Stored items

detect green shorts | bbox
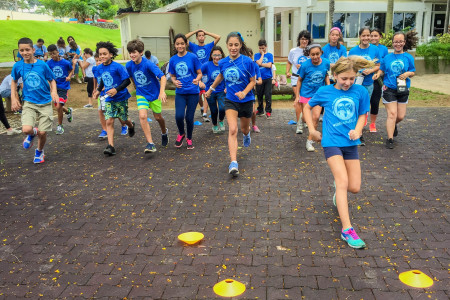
[136,96,162,114]
[22,101,53,131]
[105,99,128,121]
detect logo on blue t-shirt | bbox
[175,61,189,76]
[134,71,147,85]
[225,67,239,83]
[102,72,114,87]
[52,66,64,78]
[25,71,41,88]
[333,96,355,121]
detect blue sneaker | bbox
[243,132,252,147]
[341,227,366,249]
[22,134,36,149]
[228,161,239,177]
[98,130,108,139]
[33,149,45,164]
[120,125,128,135]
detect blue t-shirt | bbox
[189,42,214,64]
[380,53,416,89]
[254,52,273,80]
[11,59,55,104]
[202,61,225,94]
[348,44,381,86]
[47,59,73,90]
[169,52,202,94]
[308,84,370,147]
[96,61,131,102]
[219,55,256,102]
[322,44,347,64]
[126,57,164,102]
[298,58,330,98]
[33,45,48,56]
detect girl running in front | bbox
[348,27,380,146]
[369,28,389,132]
[206,32,256,176]
[373,31,417,149]
[294,44,330,152]
[202,46,225,133]
[169,33,202,149]
[303,56,374,248]
[286,30,312,134]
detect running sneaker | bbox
[295,120,303,134]
[103,145,116,156]
[128,121,136,137]
[161,128,169,147]
[67,107,73,122]
[243,132,252,147]
[186,138,194,150]
[228,161,239,177]
[306,140,316,152]
[56,125,64,134]
[22,128,37,149]
[219,121,225,131]
[341,227,366,249]
[120,125,128,135]
[386,139,394,149]
[175,134,185,148]
[144,143,156,153]
[33,149,45,164]
[98,130,108,139]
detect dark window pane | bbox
[392,13,403,32]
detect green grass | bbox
[0,21,121,62]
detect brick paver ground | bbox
[0,108,450,300]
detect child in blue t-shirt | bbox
[11,38,58,164]
[92,42,135,156]
[206,32,256,176]
[373,31,417,149]
[47,44,73,134]
[126,39,169,153]
[169,34,202,149]
[294,44,330,152]
[302,56,374,248]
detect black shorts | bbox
[225,99,253,118]
[381,85,409,104]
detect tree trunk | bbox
[384,0,394,33]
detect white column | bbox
[281,11,290,56]
[265,6,275,53]
[291,8,302,48]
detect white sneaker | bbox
[306,140,316,152]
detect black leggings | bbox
[370,80,382,115]
[0,96,11,129]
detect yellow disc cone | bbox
[178,231,205,245]
[398,270,433,288]
[213,279,245,297]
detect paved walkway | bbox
[0,108,450,300]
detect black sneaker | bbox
[386,139,394,149]
[128,122,136,137]
[359,135,366,146]
[103,145,116,156]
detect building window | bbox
[307,13,327,39]
[392,13,416,32]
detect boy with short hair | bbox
[126,39,169,153]
[11,38,58,164]
[47,44,74,135]
[93,42,135,156]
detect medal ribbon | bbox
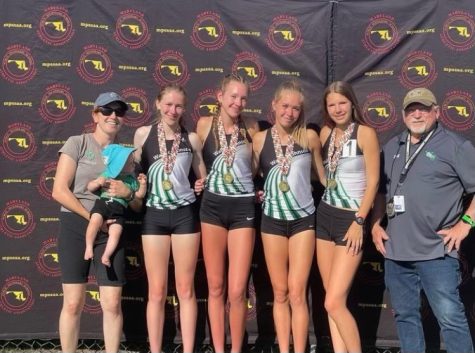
[327,123,355,175]
[271,126,295,176]
[218,116,239,169]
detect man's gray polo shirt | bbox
[380,124,475,261]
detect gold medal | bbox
[223,172,234,184]
[386,198,396,218]
[327,179,338,189]
[162,179,173,191]
[279,180,290,193]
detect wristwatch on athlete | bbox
[355,213,365,226]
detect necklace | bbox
[157,121,181,191]
[327,123,355,189]
[218,116,239,184]
[271,125,295,192]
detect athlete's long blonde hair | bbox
[322,81,367,129]
[274,79,308,148]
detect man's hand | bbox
[437,221,471,252]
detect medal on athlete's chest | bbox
[279,180,290,193]
[271,125,294,193]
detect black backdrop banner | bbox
[0,0,475,345]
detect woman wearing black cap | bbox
[52,92,134,352]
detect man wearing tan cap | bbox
[372,88,475,353]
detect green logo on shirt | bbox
[84,151,96,161]
[426,151,437,161]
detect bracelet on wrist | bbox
[460,214,475,228]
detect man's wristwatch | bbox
[355,213,365,226]
[460,214,475,228]
[125,190,135,202]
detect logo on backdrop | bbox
[36,6,74,46]
[440,91,474,131]
[231,52,267,91]
[193,88,219,122]
[84,276,101,315]
[114,10,150,49]
[165,274,180,322]
[76,44,113,85]
[440,11,475,51]
[0,200,36,239]
[37,161,58,200]
[399,51,437,89]
[121,87,152,127]
[190,11,228,51]
[38,84,76,124]
[356,261,384,287]
[361,92,397,132]
[0,276,35,314]
[362,14,399,54]
[125,242,145,280]
[226,281,257,321]
[0,123,37,162]
[153,50,190,86]
[0,44,36,85]
[36,237,61,277]
[267,15,303,55]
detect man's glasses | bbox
[99,107,126,118]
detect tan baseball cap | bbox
[402,87,437,109]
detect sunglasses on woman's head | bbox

Given exercise =>
Reproduce the lines above word for word, leaving out the pictures.

Result =>
detect green shorts | bbox
[136,96,162,114]
[22,101,53,131]
[105,99,128,121]
detect logo on blue t-shirt | bbox
[175,61,189,76]
[134,71,147,85]
[225,67,239,83]
[102,72,114,87]
[52,66,64,78]
[25,71,41,88]
[333,96,355,121]
detect blue sneaker | bbox
[243,132,252,147]
[341,227,366,249]
[22,134,36,149]
[228,161,239,177]
[98,130,108,139]
[33,149,45,164]
[120,125,128,135]
detect blue t-shirt | bbox
[189,42,214,64]
[380,53,416,89]
[254,52,273,80]
[11,59,55,104]
[202,61,225,94]
[348,44,381,86]
[47,59,73,90]
[169,52,202,94]
[308,84,370,147]
[96,61,131,102]
[219,55,256,102]
[322,44,347,64]
[126,57,164,102]
[298,58,330,98]
[33,45,48,56]
detect girl running in front | bbox
[348,27,380,146]
[369,28,389,132]
[206,32,256,176]
[373,31,417,149]
[294,44,330,152]
[202,46,225,133]
[169,33,202,149]
[303,56,374,248]
[286,30,312,134]
detect running sneaker | bbox
[295,120,303,134]
[103,145,116,156]
[128,121,136,137]
[161,128,169,147]
[67,107,73,122]
[243,132,252,147]
[186,138,194,150]
[228,161,239,177]
[306,140,316,152]
[56,125,64,134]
[22,128,37,149]
[219,121,225,131]
[341,227,366,249]
[120,125,128,135]
[386,139,394,149]
[175,134,185,148]
[144,143,156,153]
[33,149,45,164]
[98,130,108,139]
detect dark window pane | bbox
[392,13,403,32]
detect green grass | bbox
[0,21,121,62]
detect brick paver ground | bbox
[0,108,450,300]
detect child in blue t-shirt | bbox
[11,38,58,164]
[92,42,135,156]
[206,32,256,176]
[373,31,417,149]
[47,44,73,134]
[126,39,169,153]
[169,34,202,149]
[294,44,330,152]
[302,56,374,248]
detect black shorts | bbox
[225,99,253,118]
[381,85,409,104]
detect tree trunk | bbox
[384,0,394,33]
detect white column | bbox
[281,11,290,56]
[265,6,275,53]
[291,8,302,48]
detect white sneaker | bbox
[306,140,316,152]
detect black leggings | bbox
[370,80,382,115]
[0,96,11,129]
detect yellow disc cone | bbox
[178,231,205,245]
[398,270,433,288]
[213,279,245,297]
detect paved walkway | bbox
[0,108,450,300]
detect black sneaker | bbox
[386,139,394,149]
[128,122,136,137]
[359,135,366,146]
[103,145,116,156]
detect building window | bbox
[307,13,327,39]
[392,13,416,32]
detect boy with short hair | bbox
[126,39,169,153]
[11,38,58,164]
[47,44,74,135]
[93,42,135,156]
detect medal ribbon | bbox
[327,123,355,175]
[271,126,295,176]
[218,116,239,169]
detect man's gray polo shirt | bbox
[380,124,475,261]
detect gold medal | bbox
[223,172,234,184]
[386,198,396,218]
[327,179,338,189]
[162,179,173,191]
[279,180,290,193]
detect wristwatch on athlete | bbox
[355,213,365,226]
detect necklace | bbox
[157,121,181,191]
[327,123,355,189]
[218,116,239,184]
[271,125,295,192]
detect athlete's long blonde hair | bbox
[322,81,367,129]
[274,79,308,148]
detect man's hand | bbox
[437,221,471,252]
detect medal on athlete's chest | bbox
[279,180,290,193]
[271,125,294,193]
detect black backdrop banner | bbox
[0,0,475,345]
detect woman wearing black cap | bbox
[52,92,134,352]
detect man wearing tan cap | bbox
[372,88,475,353]
detect green logo on shirt | bbox
[84,151,96,161]
[426,151,437,161]
detect bracelet on wrist | bbox
[460,214,475,228]
detect man's wristwatch | bbox
[355,213,365,226]
[460,214,475,228]
[125,190,135,202]
detect logo on backdrop | bbox
[36,6,74,46]
[440,91,474,131]
[231,52,267,91]
[193,88,219,122]
[84,276,101,315]
[114,10,150,49]
[165,274,180,322]
[76,44,113,85]
[440,11,475,51]
[0,200,36,239]
[37,161,58,200]
[399,51,437,89]
[121,87,152,127]
[190,11,228,51]
[38,84,76,124]
[356,261,384,287]
[361,92,397,132]
[0,276,35,314]
[362,14,399,54]
[125,242,145,280]
[226,281,257,321]
[0,123,37,162]
[153,50,190,86]
[0,44,36,85]
[36,237,61,277]
[267,15,303,55]
detect man's glasses | bbox
[99,107,126,118]
detect tan baseball cap | bbox
[402,87,437,109]
detect sunglasses on woman's head | bbox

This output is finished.